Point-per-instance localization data
= = = = =

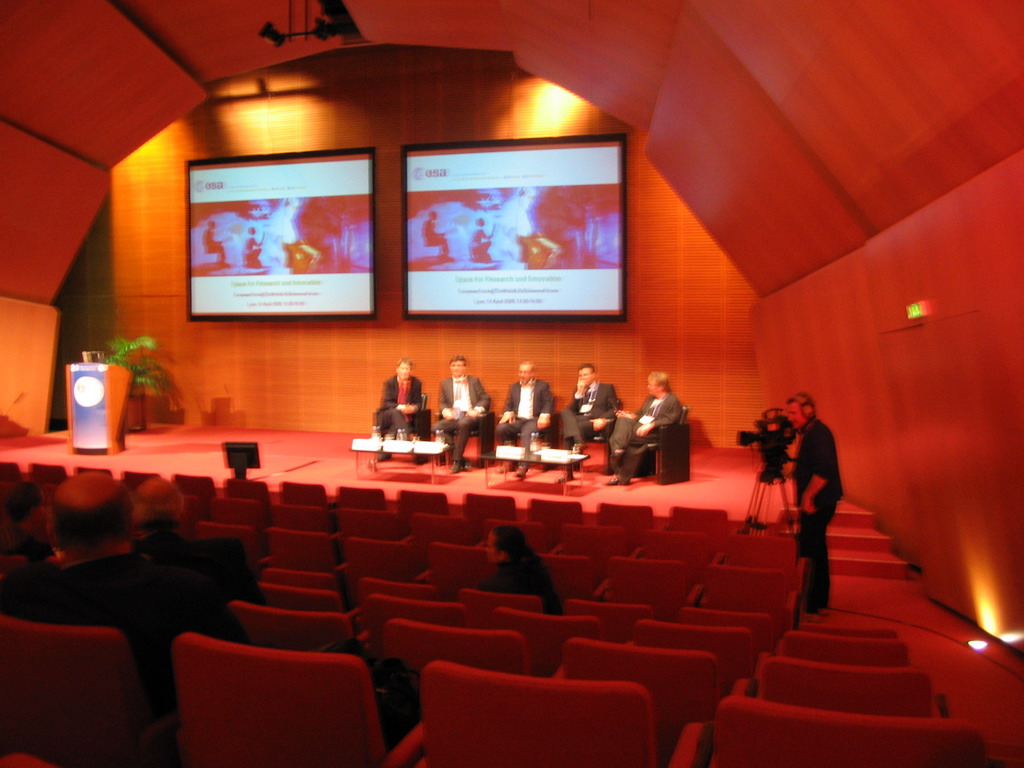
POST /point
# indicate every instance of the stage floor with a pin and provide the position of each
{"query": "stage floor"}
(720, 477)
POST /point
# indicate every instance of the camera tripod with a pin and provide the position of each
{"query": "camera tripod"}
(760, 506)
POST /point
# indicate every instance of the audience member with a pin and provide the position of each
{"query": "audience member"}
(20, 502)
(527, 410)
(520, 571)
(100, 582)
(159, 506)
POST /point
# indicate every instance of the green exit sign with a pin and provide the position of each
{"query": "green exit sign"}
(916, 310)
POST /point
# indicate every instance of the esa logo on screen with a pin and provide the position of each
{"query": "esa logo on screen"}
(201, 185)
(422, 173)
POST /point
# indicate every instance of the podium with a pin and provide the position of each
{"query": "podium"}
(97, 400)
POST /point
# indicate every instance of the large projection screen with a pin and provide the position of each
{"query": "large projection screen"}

= = = = =

(TASK DIRECTIONS)
What is needed is every line of the records above that contains the word "large".

(REPLY)
# indicate every instance of the large projection screen with a pin and provide the position of each
{"query": "large projection screen"}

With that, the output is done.